Give back the whole listing exactly as shown.

▶

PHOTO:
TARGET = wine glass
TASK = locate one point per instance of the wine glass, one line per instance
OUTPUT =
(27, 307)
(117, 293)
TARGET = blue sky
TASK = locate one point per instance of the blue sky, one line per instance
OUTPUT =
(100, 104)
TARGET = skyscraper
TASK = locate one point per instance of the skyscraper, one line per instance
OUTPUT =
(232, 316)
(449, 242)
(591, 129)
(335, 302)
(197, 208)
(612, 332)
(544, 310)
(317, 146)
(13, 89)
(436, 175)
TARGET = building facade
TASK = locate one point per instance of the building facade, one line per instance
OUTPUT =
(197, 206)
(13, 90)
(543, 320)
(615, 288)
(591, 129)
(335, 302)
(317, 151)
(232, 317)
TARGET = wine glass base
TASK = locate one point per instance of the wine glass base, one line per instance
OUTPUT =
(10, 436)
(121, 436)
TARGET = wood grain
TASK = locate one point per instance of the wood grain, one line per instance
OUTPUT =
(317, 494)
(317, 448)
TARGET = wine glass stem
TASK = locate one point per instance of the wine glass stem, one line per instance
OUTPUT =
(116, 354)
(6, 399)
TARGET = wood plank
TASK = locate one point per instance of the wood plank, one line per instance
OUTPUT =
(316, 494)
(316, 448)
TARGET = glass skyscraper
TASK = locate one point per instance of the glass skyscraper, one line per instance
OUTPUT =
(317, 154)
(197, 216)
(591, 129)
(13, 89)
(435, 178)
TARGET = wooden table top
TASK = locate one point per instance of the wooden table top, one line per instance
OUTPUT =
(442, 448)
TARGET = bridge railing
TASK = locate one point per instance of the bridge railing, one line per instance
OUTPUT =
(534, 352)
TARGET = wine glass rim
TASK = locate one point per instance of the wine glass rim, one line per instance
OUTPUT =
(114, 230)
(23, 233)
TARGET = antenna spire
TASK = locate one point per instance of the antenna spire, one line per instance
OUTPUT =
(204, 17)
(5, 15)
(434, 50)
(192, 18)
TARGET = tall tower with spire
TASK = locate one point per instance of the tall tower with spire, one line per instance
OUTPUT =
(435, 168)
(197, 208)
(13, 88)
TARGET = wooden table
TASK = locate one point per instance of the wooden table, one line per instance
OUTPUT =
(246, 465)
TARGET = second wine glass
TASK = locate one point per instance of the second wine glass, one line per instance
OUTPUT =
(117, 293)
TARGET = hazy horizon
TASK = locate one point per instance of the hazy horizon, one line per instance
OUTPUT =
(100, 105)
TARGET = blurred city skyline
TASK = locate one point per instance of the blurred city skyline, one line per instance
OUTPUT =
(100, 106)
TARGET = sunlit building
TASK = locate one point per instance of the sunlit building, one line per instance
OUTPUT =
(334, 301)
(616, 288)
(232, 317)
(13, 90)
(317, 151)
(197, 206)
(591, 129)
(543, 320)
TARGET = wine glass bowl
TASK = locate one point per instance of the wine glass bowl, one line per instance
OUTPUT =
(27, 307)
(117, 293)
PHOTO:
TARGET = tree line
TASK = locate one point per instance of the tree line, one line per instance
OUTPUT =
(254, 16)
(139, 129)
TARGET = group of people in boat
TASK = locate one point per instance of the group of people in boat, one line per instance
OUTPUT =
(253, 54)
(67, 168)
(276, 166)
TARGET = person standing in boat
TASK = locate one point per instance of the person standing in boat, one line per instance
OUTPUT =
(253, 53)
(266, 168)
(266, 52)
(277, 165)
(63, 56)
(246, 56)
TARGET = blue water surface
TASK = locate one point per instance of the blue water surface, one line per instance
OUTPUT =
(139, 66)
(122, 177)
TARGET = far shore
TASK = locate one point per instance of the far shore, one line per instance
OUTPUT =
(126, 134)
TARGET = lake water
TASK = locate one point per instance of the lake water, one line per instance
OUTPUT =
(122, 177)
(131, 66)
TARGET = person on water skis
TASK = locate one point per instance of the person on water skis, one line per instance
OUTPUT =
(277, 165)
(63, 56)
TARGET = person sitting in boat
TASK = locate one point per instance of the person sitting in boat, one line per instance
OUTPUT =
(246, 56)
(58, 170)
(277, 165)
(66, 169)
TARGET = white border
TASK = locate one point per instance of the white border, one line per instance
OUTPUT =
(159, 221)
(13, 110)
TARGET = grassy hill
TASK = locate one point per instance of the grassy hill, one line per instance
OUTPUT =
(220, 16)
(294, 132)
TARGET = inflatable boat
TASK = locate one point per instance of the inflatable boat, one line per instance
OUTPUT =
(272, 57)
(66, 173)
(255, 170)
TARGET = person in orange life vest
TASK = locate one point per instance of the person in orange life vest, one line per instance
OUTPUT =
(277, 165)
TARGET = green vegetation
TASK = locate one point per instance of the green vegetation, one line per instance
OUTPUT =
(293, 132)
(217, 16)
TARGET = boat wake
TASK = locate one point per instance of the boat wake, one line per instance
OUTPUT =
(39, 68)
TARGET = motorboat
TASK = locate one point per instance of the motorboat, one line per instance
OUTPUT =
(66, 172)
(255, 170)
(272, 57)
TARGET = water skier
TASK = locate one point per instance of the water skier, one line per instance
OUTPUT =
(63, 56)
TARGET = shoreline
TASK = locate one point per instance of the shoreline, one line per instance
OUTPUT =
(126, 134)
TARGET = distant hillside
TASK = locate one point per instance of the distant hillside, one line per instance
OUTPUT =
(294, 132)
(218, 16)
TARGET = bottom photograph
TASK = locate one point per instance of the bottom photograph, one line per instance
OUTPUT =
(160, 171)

◀

Solution:
PHOTO:
TARGET = wine glass
TASK = locate one point per instance of the wine glass, one line per instance
OUTPUT =
(27, 307)
(117, 293)
TARGET = blue sky
TASK = locate one point per instance of the blue sky, one line per instance
OUTPUT =
(100, 104)
TARGET = skyscraper
TASK = locate one point per instance of the skyscraper, one line per instance
OUTPUT =
(232, 316)
(449, 242)
(591, 129)
(335, 302)
(197, 208)
(612, 332)
(544, 310)
(317, 146)
(13, 89)
(436, 175)
TARGET = building facade
TASK = locate one point per instance of the building facade, one line per instance
OUTPUT =
(197, 206)
(13, 90)
(543, 320)
(615, 288)
(591, 129)
(335, 302)
(317, 151)
(232, 317)
TARGET = wine glass base
TASK = locate one point per instance of the wine glass base, one line per instance
OUTPUT =
(10, 436)
(121, 436)
TARGET = wood grain
TASK = locate one point per instance of the wood grain, one line per instance
OUTPUT =
(317, 494)
(317, 448)
TARGET = wine glass stem
TASK = locate one point per instance of the wine glass stem, one line per instance
OUTPUT =
(116, 354)
(6, 399)
TARGET = wood plank
TASK = locate one point per instance of the wood plank, one line per instance
OUTPUT =
(316, 494)
(316, 448)
TARGET = glass skyscraper
TASK = locate one point per instance of the glass skyscraper, one line per instance
OUTPUT =
(317, 154)
(197, 216)
(591, 129)
(13, 89)
(435, 178)
TARGET = wooden table top
TASK = locate one point per instance of the wooden table top, one line per instance
OUTPUT =
(442, 448)
TARGET = bridge railing
TASK = locate one point per instance of the bridge railing, one line per instance
OUTPUT =
(534, 352)
TARGET = wine glass rim
TASK = locate one point per instance of the wine glass rim, one line per instance
OUTPUT =
(114, 230)
(23, 233)
TARGET = antenna spire
TASK = locate one point per instance of the antenna spire, one line per instance
OUTPUT =
(204, 17)
(5, 15)
(434, 50)
(192, 18)
TARGET = tall tower with spire
TASK = locate one point per instance of the tall tower with spire, one line per instance
OUTPUT =
(435, 168)
(197, 208)
(13, 88)
TARGET = wooden table
TASK = locate one point per instance of the wooden table, one line per instance
OUTPUT =
(246, 465)
TARGET = second wine glass
TASK = locate one point per instance of the second wine glass, one line per instance
OUTPUT =
(117, 293)
TARGET = hazy horizon
TASK = locate one point per instance of the hazy horizon, one line per instance
OUTPUT =
(100, 105)
TARGET = blurred city skyline
TASK = locate one point per instance of the blurred city skyline, one line per instance
OUTPUT =
(100, 106)
TARGET = sunlit building
TASK = locate one point per instance of the sunlit building, one line per instance
OUTPUT =
(334, 301)
(616, 288)
(232, 317)
(13, 90)
(317, 151)
(197, 206)
(591, 129)
(543, 320)
TARGET = wine glass bowl
TASK = locate one point per instance of the wine glass bowl, one line per instance
OUTPUT =
(27, 307)
(117, 293)
PHOTO:
TARGET = tree line
TASK = locate one point per instance of the tree line, one line per instance
OUTPUT =
(254, 16)
(139, 129)
TARGET = group of people in boat
TASK = locate one point per instance of the group of people in boat, one line per instance
OUTPUT =
(253, 54)
(67, 168)
(276, 166)
TARGET = person standing in boat
TASK = locate one point per instance of the person standing in boat, one line per instance
OUTPUT =
(253, 53)
(266, 168)
(266, 52)
(277, 165)
(63, 56)
(246, 56)
TARGET = blue water surface
TASK = locate one point per instance of the blue water surface, one line per instance
OUTPUT =
(139, 66)
(122, 177)
TARGET = far shore
TASK = locate one point per instance of the far shore, one line per instance
OUTPUT =
(126, 134)
TARGET = lake water
TASK = locate one point per instance of the lake water, one line per instance
OUTPUT =
(122, 177)
(131, 66)
TARGET = person on water skis
TASK = locate one point per instance of the person on water skis, one line per instance
OUTPUT =
(277, 165)
(63, 56)
TARGET = person sitting in boat
TASK = locate one point per instance of the person sitting in boat, one line per instance
OUTPUT =
(246, 56)
(58, 170)
(277, 165)
(66, 169)
TARGET = white border
TASK = locate one point per instance of the white border, one line per instance
OUTPUT =
(159, 221)
(13, 110)
TARGET = grassy hill
TASK = locate one point per instance of the grassy hill, one line per instance
OUTPUT =
(220, 16)
(294, 132)
TARGET = inflatable boat
TASK = locate one point per instance of the inflatable boat, one line per instance
OUTPUT =
(272, 57)
(66, 173)
(255, 170)
TARGET = person in orange life vest
TASK = locate one point per instance of the person in orange life vest, one line per instance
OUTPUT =
(277, 165)
TARGET = green vegetation
TASK = locate one point per instance of the green vegetation, one line per instance
OUTPUT =
(293, 132)
(217, 16)
TARGET = boat wake
TASK = locate one point per instance of the boat wake, one line per instance
OUTPUT =
(39, 68)
TARGET = motorboat
TASK = locate one point per instance of the motorboat, one line per instance
OUTPUT =
(66, 172)
(255, 170)
(272, 57)
TARGET = water skier
TASK = locate one point per instance of the water skier, one line per instance
OUTPUT =
(63, 56)
TARGET = shoreline
TASK = locate one point per instance of the shoreline, one line per instance
OUTPUT =
(126, 134)
TARGET = distant hillside
TASK = locate one point per instance of the distant hillside, one line per instance
OUTPUT =
(294, 132)
(218, 16)
TARGET = bottom photograph
TASK = locate one point per instance of the bottom photograph, one line per instance
OUTPUT =
(160, 171)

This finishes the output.